:: LEESTEKST ::
__________________________________________________

Nieuwsbrief Januari 2023


1           Werkelijke tarieven inkomstenbelasting, die u niet op belastingdienst.nl vindt!.

2           Komt er een babyboom door de belastingverandering?

3           Verhoging aftrekbare reiskostenvergoeding.

4           De “middelingsregeling” gaat verdwijnen.

5           Wijzigingen Box 3.

6           Vennootschapsbelasting en box 2 tarief vanaf 2023.

7           Verdere afbouw zelfstandigen aftrek.

8           Afschaffing opbouw van de Fiscale Oudedags Reserve (FOR) voor zelfstandigen.

9           Willekeurige afschrijving 2023.

10         Invorderingsrente, coronaschulden, en belastingrente.

11         Bestelauto’s worden duurder voor de ondernemer vanaf 1 januari 2025.

12         Afschaffing “Jubelton”.

13         Toeslagen 2023.

14         DAC 7. Verplichting voor platformexploitanten informatie te delen met de belastingdienst.

15         Wijziging belastingverdrag Nederland Duitsland heffingsrecht m.b.t. sociale verzekeringsuitkeringen.

16         Diversen.



1.        Werkelijke tarieven inkomstenbelasting en premie volksverzekeringen, die u niet op belastingdienst.nl vindt!

 

Werkelijke tarieven en schijven Inkomstenbelasting

De belastingdienst publiceert, dat er twee tariefschijven voor de belastingheffing zijn (voor niet AOW gerechtigden), voor 2023 namelijk tot € 73.031 37,93% en daarboven 49,5%. Dit klopt niet. Doordat de algemene heffingskorting en de arbeidskorting eerst opbouwen en op verschillende  momenten weer afbouwen naar € 0 zijn de echte inkomensschijven als volgt:


 

voor inkomen uit arbeid, niet AOW gerechtigde, zonder kinderen beneden de 12 jaar:

 

Schijf 1: 0%: t/m €10.697


Schijf 2: 32,519% vanaf € 10.698 t/m € 10.741


Schijf 3: 8,329% vanaf € 10.742 t/m € 22.660.


Schijf 4: 13,164% vanaf € 22.661 t/m € 23.201


Schijf 5: 40,414% vanaf € 23.202 t/m € 37.691


Schijf 6: 49.077% vanaf € 37.692 t/m € 73.031


Schijf 7: 55,5% vanaf € 73.032 t/m € 115.295


Schijf 8: 49,50% vanaf € 115.296


 

voor uitkeringen, en ander inkomen niet uit arbeid, voor niet AOW gerechtigden:

 

Schijf 1: 0%  t/m €8.313


Schijf 2: 36,93% vanaf € 8.314 t/m € 22.660


Schijf 3: 43,025% vanaf € 22.661 t/m € 73.031


Schijf 4: 49,5% vanaf € 73.031


 

Als je de effecten van de inkomstenbelasting en de inkomensregelingen, zorgtoeslag, kind gebonden budget en huurtoeslag optelt, dan zijn de daadwerkelijke inhoudingen nog gekker. Een één verdiener met twee kinderen tussen de 6 en 11 jaar oud, woonachtig in een huurwoning, waarvoor hij huurtoeslag krijgt, betaald voor iedere euro extra inkomen bij een bruto jaarinkomen van € 26.000 tot en met € 50.000, 72% tot 85% aan inhoudingen. Als deze eenverdiener minder dan € 39.000 brutoloon op jaarbasis verdient, dan zijn de kosten van de inkomensregelingen voor de overheid hoger dan de opbrengst van de inkomstenbelasting. (bron tabellen marginale druk eenverdiener 2022 gepubliceerd op rijksoverheid.nl )

__________________________________________________

[Datasetrijen]
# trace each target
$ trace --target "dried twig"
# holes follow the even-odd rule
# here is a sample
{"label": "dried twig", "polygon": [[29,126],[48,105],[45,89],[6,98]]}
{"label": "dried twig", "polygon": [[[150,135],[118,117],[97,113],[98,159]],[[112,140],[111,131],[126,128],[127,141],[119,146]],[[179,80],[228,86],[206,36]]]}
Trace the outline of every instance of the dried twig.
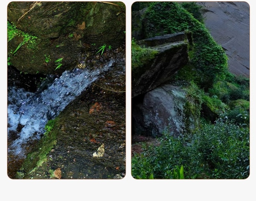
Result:
{"label": "dried twig", "polygon": [[106,88],[104,88],[104,87],[101,87],[100,86],[99,86],[98,85],[97,85],[96,84],[94,84],[94,83],[92,83],[94,85],[96,85],[97,87],[99,87],[100,88],[101,88],[102,89],[105,89],[106,90],[108,90],[108,91],[114,91],[114,92],[125,92],[125,91],[116,91],[115,90],[112,90],[111,89],[107,89]]}
{"label": "dried twig", "polygon": [[25,13],[24,13],[23,15],[22,15],[22,16],[20,17],[18,20],[18,22],[20,21],[20,19],[21,18],[22,18],[24,16],[25,16],[27,14],[28,12],[29,11],[31,11],[34,8],[35,8],[37,5],[38,5],[41,3],[41,1],[35,1],[33,2],[32,4],[31,4],[31,5],[29,7],[29,10],[28,10],[28,11],[26,12]]}

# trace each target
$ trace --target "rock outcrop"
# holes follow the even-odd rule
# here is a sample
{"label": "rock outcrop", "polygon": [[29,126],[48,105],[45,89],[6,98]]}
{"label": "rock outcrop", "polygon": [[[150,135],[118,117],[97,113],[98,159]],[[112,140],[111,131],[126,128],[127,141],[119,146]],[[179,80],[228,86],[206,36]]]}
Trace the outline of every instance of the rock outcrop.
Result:
{"label": "rock outcrop", "polygon": [[229,59],[229,70],[249,77],[249,4],[245,2],[205,2],[204,4],[205,26],[225,50]]}
{"label": "rock outcrop", "polygon": [[167,34],[138,41],[158,53],[145,64],[140,73],[132,72],[132,97],[155,89],[169,80],[188,61],[188,44],[184,32]]}
{"label": "rock outcrop", "polygon": [[177,136],[193,129],[199,117],[191,114],[188,101],[185,90],[170,84],[148,92],[132,104],[133,133],[155,137],[166,132]]}
{"label": "rock outcrop", "polygon": [[123,46],[125,16],[122,4],[11,2],[7,18],[16,29],[13,39],[8,39],[8,62],[22,72],[47,74],[56,73],[60,63],[55,61],[62,58],[57,71],[60,73],[84,66],[104,44],[104,53],[109,46],[112,49]]}

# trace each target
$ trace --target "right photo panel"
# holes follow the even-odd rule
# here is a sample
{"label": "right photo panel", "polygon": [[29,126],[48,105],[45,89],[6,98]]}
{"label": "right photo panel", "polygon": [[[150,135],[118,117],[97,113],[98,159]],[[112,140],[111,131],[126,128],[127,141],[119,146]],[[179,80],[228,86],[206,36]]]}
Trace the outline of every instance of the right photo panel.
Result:
{"label": "right photo panel", "polygon": [[132,7],[132,175],[250,175],[250,6],[137,2]]}

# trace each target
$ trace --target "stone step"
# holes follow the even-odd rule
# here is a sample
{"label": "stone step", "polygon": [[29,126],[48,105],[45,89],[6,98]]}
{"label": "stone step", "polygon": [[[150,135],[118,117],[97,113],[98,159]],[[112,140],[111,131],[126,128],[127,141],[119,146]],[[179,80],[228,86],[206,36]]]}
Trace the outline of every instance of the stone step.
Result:
{"label": "stone step", "polygon": [[140,46],[154,47],[178,41],[184,41],[186,38],[184,32],[178,32],[139,40],[137,43]]}

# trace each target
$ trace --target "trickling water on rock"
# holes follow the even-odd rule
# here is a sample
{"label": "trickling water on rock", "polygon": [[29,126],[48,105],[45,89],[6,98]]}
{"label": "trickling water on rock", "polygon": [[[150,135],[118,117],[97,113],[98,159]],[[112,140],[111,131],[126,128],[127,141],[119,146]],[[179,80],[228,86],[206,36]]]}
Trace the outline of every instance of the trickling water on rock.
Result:
{"label": "trickling water on rock", "polygon": [[8,137],[12,132],[17,133],[17,139],[8,147],[9,153],[24,156],[23,145],[30,139],[39,139],[48,121],[58,115],[114,63],[111,60],[92,71],[77,68],[66,71],[46,89],[42,91],[39,87],[35,93],[15,86],[8,89]]}

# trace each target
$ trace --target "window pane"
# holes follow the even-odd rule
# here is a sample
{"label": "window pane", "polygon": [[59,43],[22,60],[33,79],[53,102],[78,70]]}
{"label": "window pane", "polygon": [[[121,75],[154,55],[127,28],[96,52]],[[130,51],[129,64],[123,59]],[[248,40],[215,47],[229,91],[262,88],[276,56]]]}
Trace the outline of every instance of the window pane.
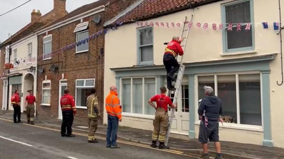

__________________________________________________

:: OPDRACHTEN ::
(a) Geef uit de nieuwsbrief voor elke schijf voor uitkeringen en ander inkomen niet uit arbeid (niet AOW-gerechtigden) het bijbehorende percentage.
(b) Som elke regel uit de records op waarin de tekenreeks "instance" voorkomt. Hoofdletters en kleine letters tellen mee.

:: ANTWOORDEN ::
(a)
Schijf 1: 0%
Schijf 2: 36,93%
Schijf 3: 43,025%
Schijf 4: 49,5%

(b)
Trace the outline of every instance of the dried twig.
Trace the outline of every instance of the rock outcrop.
Trace the outline of every instance of the right photo panel.
Trace the outline of every instance of the stone step.
Trace the outline of every instance of the trickling water on rock.
Trace the outline of every instance of the window pane.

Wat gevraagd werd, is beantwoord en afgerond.